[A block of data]
--- Start ---

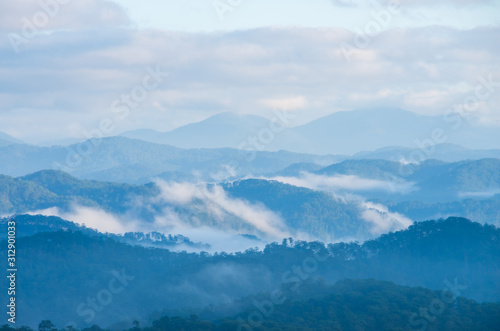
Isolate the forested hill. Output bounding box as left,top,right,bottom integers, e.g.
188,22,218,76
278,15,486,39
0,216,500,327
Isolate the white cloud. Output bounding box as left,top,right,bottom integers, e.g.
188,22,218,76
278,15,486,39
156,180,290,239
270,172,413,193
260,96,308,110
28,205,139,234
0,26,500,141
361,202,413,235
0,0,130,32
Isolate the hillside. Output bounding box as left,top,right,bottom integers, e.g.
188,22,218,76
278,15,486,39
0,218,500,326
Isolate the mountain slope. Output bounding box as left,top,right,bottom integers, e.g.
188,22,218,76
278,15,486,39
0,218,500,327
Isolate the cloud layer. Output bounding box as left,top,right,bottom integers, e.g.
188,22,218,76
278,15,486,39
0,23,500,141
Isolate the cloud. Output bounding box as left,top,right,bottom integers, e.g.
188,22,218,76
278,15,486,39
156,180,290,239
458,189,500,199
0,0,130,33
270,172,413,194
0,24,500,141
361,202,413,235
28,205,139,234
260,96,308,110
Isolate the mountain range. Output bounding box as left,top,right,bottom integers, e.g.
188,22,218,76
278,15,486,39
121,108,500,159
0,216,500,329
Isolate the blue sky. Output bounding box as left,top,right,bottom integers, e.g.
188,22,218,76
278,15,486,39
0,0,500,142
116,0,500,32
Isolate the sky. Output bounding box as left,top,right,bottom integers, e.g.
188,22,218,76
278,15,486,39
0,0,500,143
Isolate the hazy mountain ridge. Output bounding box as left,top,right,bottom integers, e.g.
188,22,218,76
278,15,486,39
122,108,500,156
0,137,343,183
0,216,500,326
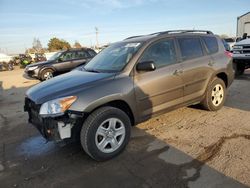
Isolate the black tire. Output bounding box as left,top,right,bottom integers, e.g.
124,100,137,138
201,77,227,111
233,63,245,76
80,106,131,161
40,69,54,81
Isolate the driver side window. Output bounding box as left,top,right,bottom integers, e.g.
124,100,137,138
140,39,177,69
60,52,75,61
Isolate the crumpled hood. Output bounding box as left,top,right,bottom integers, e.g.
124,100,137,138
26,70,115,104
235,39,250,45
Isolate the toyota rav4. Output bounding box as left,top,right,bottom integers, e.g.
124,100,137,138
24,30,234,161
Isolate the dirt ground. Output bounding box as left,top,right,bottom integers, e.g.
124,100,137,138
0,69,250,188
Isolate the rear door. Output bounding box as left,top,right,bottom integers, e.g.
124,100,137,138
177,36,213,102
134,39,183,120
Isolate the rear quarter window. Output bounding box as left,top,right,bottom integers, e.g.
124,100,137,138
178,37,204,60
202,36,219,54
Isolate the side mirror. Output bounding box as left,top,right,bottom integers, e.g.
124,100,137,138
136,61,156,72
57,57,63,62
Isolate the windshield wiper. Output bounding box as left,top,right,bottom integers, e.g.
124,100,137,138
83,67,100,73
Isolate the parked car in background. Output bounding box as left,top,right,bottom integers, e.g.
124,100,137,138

--- End ---

Return exactly the lines from the line bearing "Isolate the crumpled" to the end of the records, inclusive of both; include no other lines.

RESPONSE TO THE EXERCISE:
Isolate the crumpled hood. Output bounding box as left,top,right,bottom integers, e.g.
124,100,137,138
26,70,115,104
235,39,250,45
Isolate the toyota rav4. Output bounding box as left,top,right,bottom integers, e.g.
124,100,137,138
24,30,234,161
Isolate the dirt ground. Output bounding box as left,top,right,bottom integers, e.g.
124,100,137,138
0,69,250,188
Isolate the rear door. Output bounding box as left,top,right,bottom integers, e.g.
124,100,137,138
177,36,213,102
134,39,183,120
Isolate the rear quarter window. Output bounding box as left,top,right,bottom integers, e.g.
124,100,137,138
178,37,204,60
202,36,219,54
Isolate the side mirror. Output bounding box as left,top,right,bottom integers, e.g.
124,100,137,138
136,61,156,72
57,57,63,62
Isolate the windshield wiper. Output bounding box as left,top,right,bottom integers, e.g.
124,100,137,138
83,67,100,73
Isolate the parked car in background. Output bounding box as left,top,right,bottom integers, e.g.
124,100,137,138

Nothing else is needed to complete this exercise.